- [TEXTO]:
* * *
Segundo Florence, enquanto o Brasil, nas últimas décadas, conseguiu reduzir a mortalidade infantil significativamente, o número de mortes entre os adolescentes cresceu de uma maneira "alarmante". As mortes de crianças menores de 1 ano foram reduzidas de 95.938, em 1990, para 37.501, em 2015. Durante o mesmo período, o número de adolescentes de 10 a 19 anos assassinados aumentou de 4.754 para 10.290, segundo o Datasus. "É primordial que o País valorize melhor a segunda década de vida e dê à adolescência a importância que ela merece", afirmou.
Para o deputado estadual Renato Roseno (PSOL), que repercutiu os números no plenário da Assembleia, a situação, em termos estatísticos, é equivalente à queda de um avião lotado com 180 adolescentes a cada três dias no Brasil. "São nada menos do que 60 jovens mortos diariamente em nosso país, uma catástrofe social que fez com que o Unicef classificasse a situação brasileira como 'assustadora'. E, em particular, a situação de Fortaleza e do Ceará, respectivamente, a pior capital e o pior estado em termos de matança de jovens", defendeu o parlamentar, que é relator do Comitê Cearense pela Prevenção de Homicídios na Adolescência.
* * *
- [DADOS FORNECIDOS]:
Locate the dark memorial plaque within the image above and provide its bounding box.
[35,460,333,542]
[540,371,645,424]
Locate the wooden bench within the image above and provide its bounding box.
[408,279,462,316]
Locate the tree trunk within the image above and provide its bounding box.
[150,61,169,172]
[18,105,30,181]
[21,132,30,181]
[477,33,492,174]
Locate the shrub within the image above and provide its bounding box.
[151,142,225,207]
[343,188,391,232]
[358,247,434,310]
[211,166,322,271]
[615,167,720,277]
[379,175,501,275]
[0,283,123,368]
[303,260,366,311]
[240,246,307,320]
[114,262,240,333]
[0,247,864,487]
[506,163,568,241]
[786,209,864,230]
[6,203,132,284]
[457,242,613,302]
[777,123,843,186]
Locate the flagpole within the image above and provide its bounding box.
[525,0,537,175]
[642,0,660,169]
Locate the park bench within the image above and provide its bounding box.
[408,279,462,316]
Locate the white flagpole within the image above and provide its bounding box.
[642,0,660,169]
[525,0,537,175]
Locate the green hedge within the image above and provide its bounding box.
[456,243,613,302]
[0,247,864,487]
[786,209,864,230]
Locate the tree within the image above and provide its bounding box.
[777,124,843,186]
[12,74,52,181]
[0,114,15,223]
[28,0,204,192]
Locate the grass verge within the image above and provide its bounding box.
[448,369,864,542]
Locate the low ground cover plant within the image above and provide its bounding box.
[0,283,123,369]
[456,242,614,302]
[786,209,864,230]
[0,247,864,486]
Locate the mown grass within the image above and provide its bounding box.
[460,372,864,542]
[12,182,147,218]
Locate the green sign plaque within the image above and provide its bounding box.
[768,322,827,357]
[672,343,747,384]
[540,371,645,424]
* * *
- [INSTRUÇÕES]:
(1) Transcreva do texto o trecho que começa em "Para o deputado" e termina em "Homicídios na Adolescência.".
(2) Resuma em poucas linhas o parágrafo do texto que começa com "Para o deputado estadual Renato Roseno", mantendo os fatos principais.
(3) Diga se cada afirmação concorda com o texto, respondendo sim ou não e citando as palavras do texto que decidem: (a) de 1990 a 2015, o número de adolescentes de 10 a 19 anos assassinados caiu; (b) em 2015, houve 37.501 mortes de crianças menores de 1 ano; (c) Renato Roseno é deputado federal.
As linhas acima são um material à parte do texto.

- [RESPOSTAS]:
(1)
Para o deputado estadual Renato Roseno (PSOL), que repercutiu os números no plenário da Assembleia, a situação, em termos estatísticos, é equivalente à queda de um avião lotado com 180 adolescentes a cada três dias no Brasil. "São nada menos do que 60 jovens mortos diariamente em nosso país, uma catástrofe social que fez com que o Unicef classificasse a situação brasileira como 'assustadora'. E, em particular, a situação de Fortaleza e do Ceará, respectivamente, a pior capital e o pior estado em termos de matança de jovens", defendeu o parlamentar, que é relator do Comitê Cearense pela Prevenção de Homicídios na Adolescência.

(2) No plenário da Assembleia, o deputado estadual Renato Roseno (PSOL) comentou os números. Ele é relator do Comitê Cearense pela Prevenção de Homicídios na Adolescência. Segundo ele, em termos estatísticos, a situação equivale à queda de um avião lotado com 180 adolescentes a cada três dias no Brasil, ou seja, 60 jovens mortos por dia. O Unicef classificou o quadro brasileiro como "assustador". Fortaleza é a pior capital e o Ceará é o pior estado em matança de jovens.

(3)
(a) Não: "aumentou de 4.754 para 10.290".
(b) Sim: "para 37.501, em 2015".
(c) Não: "o deputado estadual Renato Roseno (PSOL)".